[Task inputs]
※
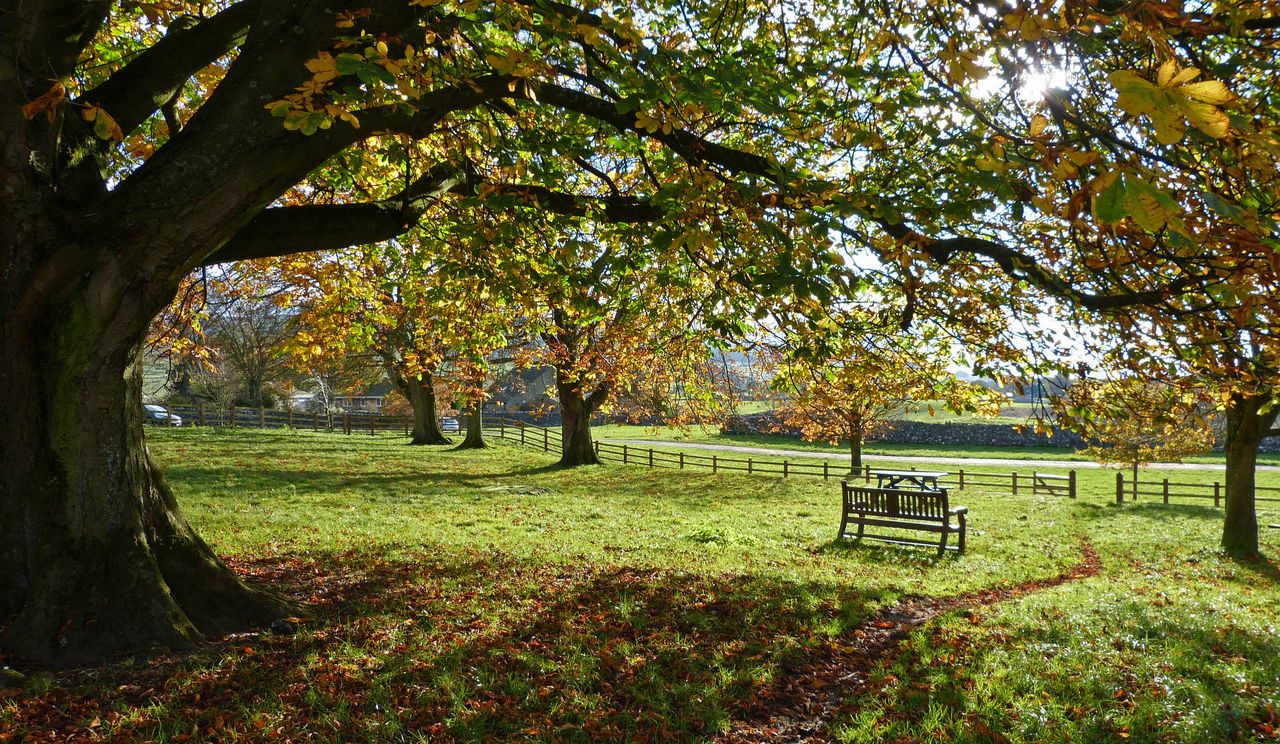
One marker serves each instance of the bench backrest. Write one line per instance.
(896, 502)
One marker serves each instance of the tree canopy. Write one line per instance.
(144, 140)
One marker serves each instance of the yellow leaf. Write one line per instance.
(323, 68)
(104, 126)
(1207, 92)
(1184, 77)
(46, 103)
(1206, 118)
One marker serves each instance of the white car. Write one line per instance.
(156, 415)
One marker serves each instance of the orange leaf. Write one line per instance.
(46, 103)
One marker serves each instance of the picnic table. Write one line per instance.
(918, 479)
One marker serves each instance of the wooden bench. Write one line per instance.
(909, 510)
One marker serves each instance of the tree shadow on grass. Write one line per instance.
(1086, 674)
(469, 646)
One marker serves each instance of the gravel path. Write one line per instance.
(810, 453)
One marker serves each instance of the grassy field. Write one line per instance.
(712, 436)
(490, 596)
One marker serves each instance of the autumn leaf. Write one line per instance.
(46, 103)
(104, 126)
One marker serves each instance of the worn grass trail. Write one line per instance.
(810, 693)
(490, 596)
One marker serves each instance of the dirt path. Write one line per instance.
(814, 690)
(931, 460)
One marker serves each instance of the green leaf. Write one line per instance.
(1109, 205)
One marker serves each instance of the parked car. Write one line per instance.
(158, 416)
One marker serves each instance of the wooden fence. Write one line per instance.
(549, 441)
(246, 418)
(1166, 491)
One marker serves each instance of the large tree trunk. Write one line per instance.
(97, 558)
(420, 392)
(475, 428)
(1246, 428)
(576, 410)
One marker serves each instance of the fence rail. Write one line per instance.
(1168, 489)
(551, 441)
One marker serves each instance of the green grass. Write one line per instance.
(712, 436)
(489, 596)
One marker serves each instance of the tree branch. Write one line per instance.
(137, 90)
(296, 229)
(48, 37)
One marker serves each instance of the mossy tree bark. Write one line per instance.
(475, 428)
(420, 392)
(1246, 428)
(97, 556)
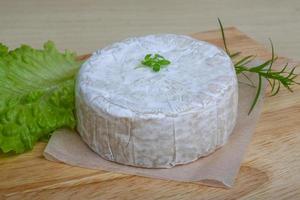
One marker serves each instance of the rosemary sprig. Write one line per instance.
(155, 62)
(276, 79)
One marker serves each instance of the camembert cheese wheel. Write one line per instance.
(130, 114)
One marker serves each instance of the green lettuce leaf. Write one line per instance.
(36, 94)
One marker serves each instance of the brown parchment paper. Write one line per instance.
(219, 169)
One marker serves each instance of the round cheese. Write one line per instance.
(130, 114)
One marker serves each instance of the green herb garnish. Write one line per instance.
(155, 62)
(276, 79)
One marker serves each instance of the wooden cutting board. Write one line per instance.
(270, 169)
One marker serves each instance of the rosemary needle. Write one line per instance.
(276, 79)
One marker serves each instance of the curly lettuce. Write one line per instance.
(36, 94)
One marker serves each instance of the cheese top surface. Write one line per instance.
(114, 79)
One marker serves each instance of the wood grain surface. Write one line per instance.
(270, 169)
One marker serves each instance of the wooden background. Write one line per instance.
(270, 169)
(86, 25)
(272, 164)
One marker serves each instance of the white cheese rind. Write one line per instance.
(138, 117)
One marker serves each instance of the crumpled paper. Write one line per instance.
(218, 169)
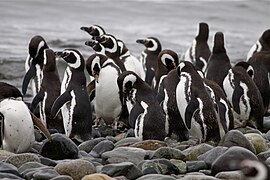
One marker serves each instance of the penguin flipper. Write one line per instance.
(135, 112)
(192, 107)
(59, 102)
(39, 97)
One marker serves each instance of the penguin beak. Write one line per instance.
(28, 76)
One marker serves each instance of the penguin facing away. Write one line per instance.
(146, 115)
(244, 96)
(74, 100)
(195, 105)
(49, 92)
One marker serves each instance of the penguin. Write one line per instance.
(145, 114)
(255, 170)
(260, 63)
(149, 57)
(263, 44)
(49, 92)
(244, 96)
(74, 100)
(130, 61)
(196, 106)
(107, 103)
(17, 126)
(34, 64)
(199, 52)
(219, 62)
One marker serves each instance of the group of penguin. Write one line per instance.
(159, 94)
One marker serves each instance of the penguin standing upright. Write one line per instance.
(199, 52)
(34, 64)
(263, 44)
(49, 92)
(74, 100)
(145, 114)
(244, 96)
(195, 105)
(149, 58)
(219, 63)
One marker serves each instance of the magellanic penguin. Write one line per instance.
(48, 93)
(195, 105)
(260, 63)
(149, 58)
(107, 101)
(244, 96)
(255, 170)
(145, 114)
(219, 63)
(17, 126)
(34, 64)
(130, 61)
(199, 52)
(263, 44)
(74, 100)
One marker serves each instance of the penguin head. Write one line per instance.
(73, 57)
(151, 44)
(169, 58)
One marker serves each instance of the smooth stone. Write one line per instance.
(97, 176)
(88, 145)
(230, 160)
(158, 166)
(181, 165)
(192, 153)
(60, 147)
(127, 169)
(156, 177)
(168, 153)
(102, 147)
(228, 175)
(194, 166)
(149, 144)
(8, 168)
(258, 142)
(124, 154)
(236, 138)
(127, 142)
(77, 169)
(210, 156)
(19, 159)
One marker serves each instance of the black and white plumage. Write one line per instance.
(219, 62)
(149, 58)
(195, 105)
(145, 114)
(244, 96)
(263, 44)
(34, 64)
(199, 52)
(74, 100)
(48, 93)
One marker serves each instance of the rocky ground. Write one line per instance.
(122, 156)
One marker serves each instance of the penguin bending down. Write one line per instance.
(149, 58)
(145, 114)
(244, 96)
(17, 126)
(74, 100)
(199, 52)
(48, 93)
(195, 105)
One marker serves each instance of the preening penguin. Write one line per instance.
(195, 105)
(74, 100)
(145, 114)
(149, 58)
(244, 96)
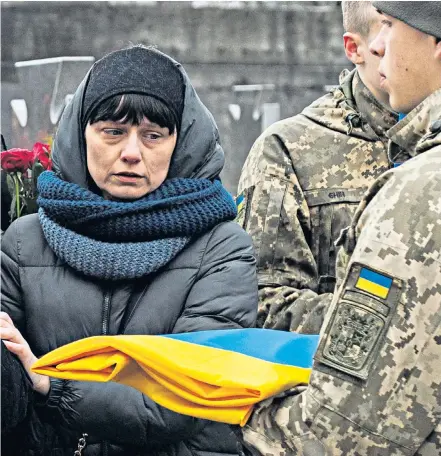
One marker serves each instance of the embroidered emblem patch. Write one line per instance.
(359, 321)
(374, 283)
(352, 336)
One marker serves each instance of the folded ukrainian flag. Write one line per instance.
(216, 375)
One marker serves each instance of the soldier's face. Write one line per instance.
(410, 65)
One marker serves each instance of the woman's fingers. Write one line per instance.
(4, 317)
(12, 334)
(15, 348)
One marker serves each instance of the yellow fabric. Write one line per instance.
(191, 379)
(373, 288)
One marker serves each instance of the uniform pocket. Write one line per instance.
(331, 211)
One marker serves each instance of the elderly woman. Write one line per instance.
(134, 236)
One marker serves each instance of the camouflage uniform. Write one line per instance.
(375, 388)
(301, 183)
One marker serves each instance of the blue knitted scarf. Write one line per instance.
(124, 240)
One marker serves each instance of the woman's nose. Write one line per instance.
(131, 152)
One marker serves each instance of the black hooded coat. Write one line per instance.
(211, 284)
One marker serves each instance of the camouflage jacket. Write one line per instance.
(300, 186)
(375, 387)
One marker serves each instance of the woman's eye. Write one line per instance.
(113, 131)
(152, 136)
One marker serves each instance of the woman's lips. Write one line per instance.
(128, 178)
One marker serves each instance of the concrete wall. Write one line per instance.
(296, 46)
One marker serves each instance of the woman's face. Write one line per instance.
(128, 161)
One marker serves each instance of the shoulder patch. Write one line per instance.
(359, 321)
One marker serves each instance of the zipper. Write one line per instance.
(106, 312)
(104, 331)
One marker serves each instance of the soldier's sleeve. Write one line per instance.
(273, 210)
(375, 387)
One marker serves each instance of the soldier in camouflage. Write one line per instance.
(375, 388)
(304, 178)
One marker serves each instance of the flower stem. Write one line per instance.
(17, 195)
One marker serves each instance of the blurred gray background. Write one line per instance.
(250, 62)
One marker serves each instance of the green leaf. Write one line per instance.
(13, 209)
(10, 183)
(37, 169)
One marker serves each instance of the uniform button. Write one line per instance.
(436, 126)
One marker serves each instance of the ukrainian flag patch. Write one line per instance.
(374, 283)
(240, 201)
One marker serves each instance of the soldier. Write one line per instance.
(375, 387)
(304, 178)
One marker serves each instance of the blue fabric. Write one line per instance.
(279, 347)
(125, 240)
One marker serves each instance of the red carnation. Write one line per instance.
(16, 160)
(42, 153)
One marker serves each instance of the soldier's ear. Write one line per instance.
(352, 43)
(438, 49)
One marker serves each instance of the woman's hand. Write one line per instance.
(16, 344)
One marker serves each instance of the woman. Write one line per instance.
(135, 236)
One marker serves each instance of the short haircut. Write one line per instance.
(133, 108)
(357, 16)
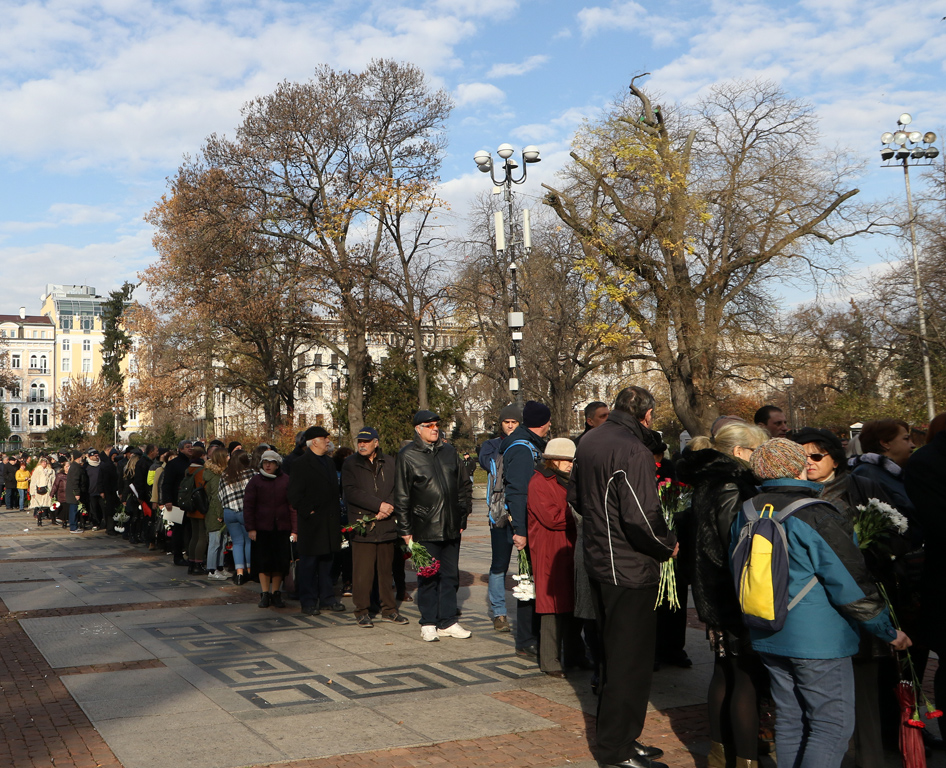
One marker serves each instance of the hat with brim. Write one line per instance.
(560, 449)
※
[Written exercise] Rewrite the rows starting at the beginning of the records and ending at the line containing "(1206, 118)", with "marker" replaced by "point" and everything else unchanged. Leave the pictures out of your answer.

[Result of this exercise]
One point serves each instance of the bench backrest. Write one line per instance.
(896, 502)
One point serves each instance of the tree canopy. Write one line per instance.
(144, 140)
One point serves each instance of the yellow leaf. Write one line per instance.
(323, 68)
(104, 126)
(1207, 92)
(1184, 77)
(46, 103)
(1206, 118)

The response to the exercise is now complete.